__What needs to be done__. A line below contains "Each returned point MUST lie on the matching concrete", and a later one contains "Each returned point MUST lie on the matching high-rise". Repeat both, with every line between them, exactly.

__Provided entries__.
----

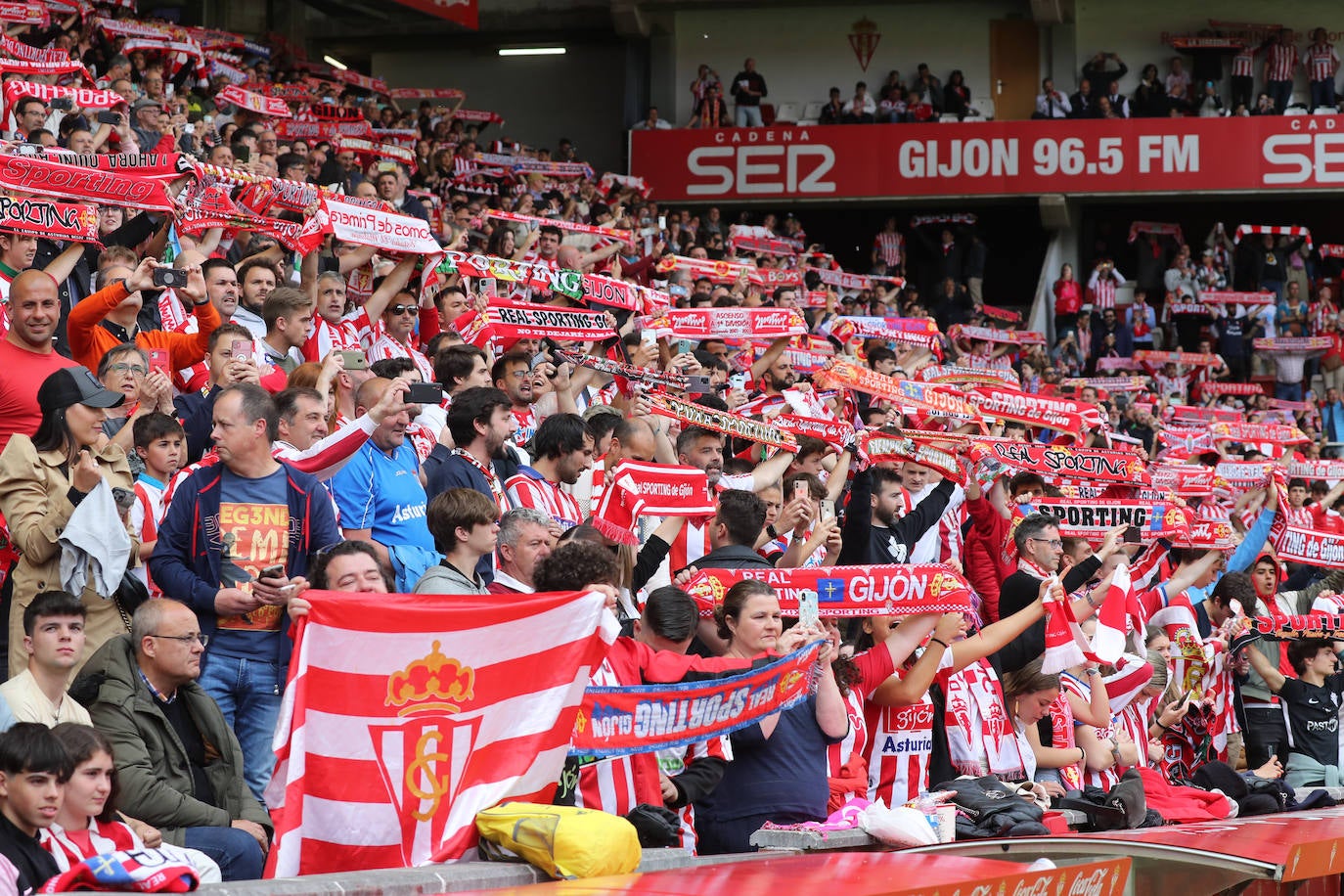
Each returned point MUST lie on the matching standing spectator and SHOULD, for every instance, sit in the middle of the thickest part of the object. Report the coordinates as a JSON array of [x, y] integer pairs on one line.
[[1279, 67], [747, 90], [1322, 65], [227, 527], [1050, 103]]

----

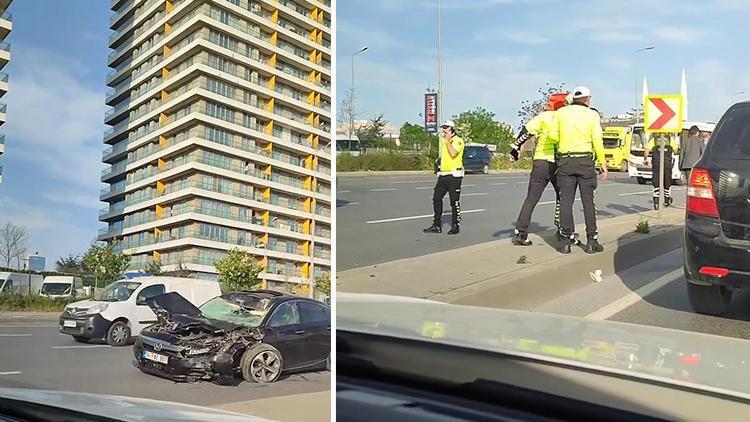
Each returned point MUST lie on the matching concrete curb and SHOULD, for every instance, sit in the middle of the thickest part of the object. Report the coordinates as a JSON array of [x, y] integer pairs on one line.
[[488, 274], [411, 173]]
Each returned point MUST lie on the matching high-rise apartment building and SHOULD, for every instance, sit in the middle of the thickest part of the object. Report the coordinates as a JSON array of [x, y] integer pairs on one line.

----

__Your solution__.
Each returned point MUST lie on the matching concrete curb and SHOULD, for every instance, sit in the middle of the thickest part of the object. Report the coordinates as a JSON array of [x, y] integer pairs on one line.
[[488, 274], [411, 173]]
Each returned point MUST lie on the matching high-rise apartment building and SHOULD, for every instance, sit in the middle of the thickest part of the object. Report the coordinates as a JSON array of [x, y] integer pairs on one line.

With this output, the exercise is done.